What the task asks:
In the forum thread about the starter railroad in Western North Carolina, what is the roadbed made of?

Page text:
============
# Starter railroad in WNC



## Ger  (Jan 13, 2009)

I just finished phase I of my railroad.

I live in the mountains of Western North Carolina where the ground is not level. I do have a small "hill" in the rear with a relatively flat top.
The hill has many trees and shrubs. Also difficult to dig because of roots and rocks.

I did build a 12' X 20' oval to get started. The ground slopes about 20 inches. The track is level.

The layout only took about two monthe to build and came out great. If the track survives falling tree branches or bears, I plan to enlarge and add some structures next spring. The bears have fun with birdfeeders which I learned to take inside at night.

I run live steam and electric locomotivers. 

I have pictures at 

http://picasaweb.google.com/gerbea7


----------



## paintjockey (Jan 3, 2008)

Nice lookin layout. I really like the area, u can do a lot with that. 
Thanks for sharing. 
Terry


----------



## docwatsonva (Jan 2, 2008)

Gerald,

Glad to see you're up and running. Layout looks really good, perfect for steam. Send me a note and maybe we can get together again.

Doc


----------



## Torby (Jan 2, 2008)

I love how you've set it among the trees.


----------



## Ralph Berg (Jun 2, 2009)

You've done a great job. 
I know all about non-level ground. 
The only thing level here is my house. 
Looks like we may not get to run trains today. Already raining. 
Ralph


----------



## Truthman (Dec 13, 2008)

Ger 

Where about in WNC? I also live in WNC. Brevard area. 

Nate


----------



## Greg Stevens (Jan 3, 2008)

Two questions Ger. 1) do you have any problems with Termites there or is that wood treated? 2) Are you anywhere near Mocksville? 

Nice looking layout BTW. I like the elevated track.


----------



## Ger  (Jan 13, 2009)

The roadbed is 2x6 treated wood. 

My house has termite traps, so I guess termites are in this area.

If the wood does rot out it is inexpensive and easily replaced. I would hope it last a few years.

I live 7 miles from Asheville, NC city center. There is a location map at the bottom right of my Google Picasa web album.screen. Enlarge the map to see if I am near Mocksville. 


Gerald Pierce

CCRR


----------



## Larry Green (Jan 2, 2008)
============
Data excerpts:
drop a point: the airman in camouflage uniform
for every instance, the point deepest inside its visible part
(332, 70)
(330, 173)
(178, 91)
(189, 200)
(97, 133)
============
Full output:
2x6 treated wood.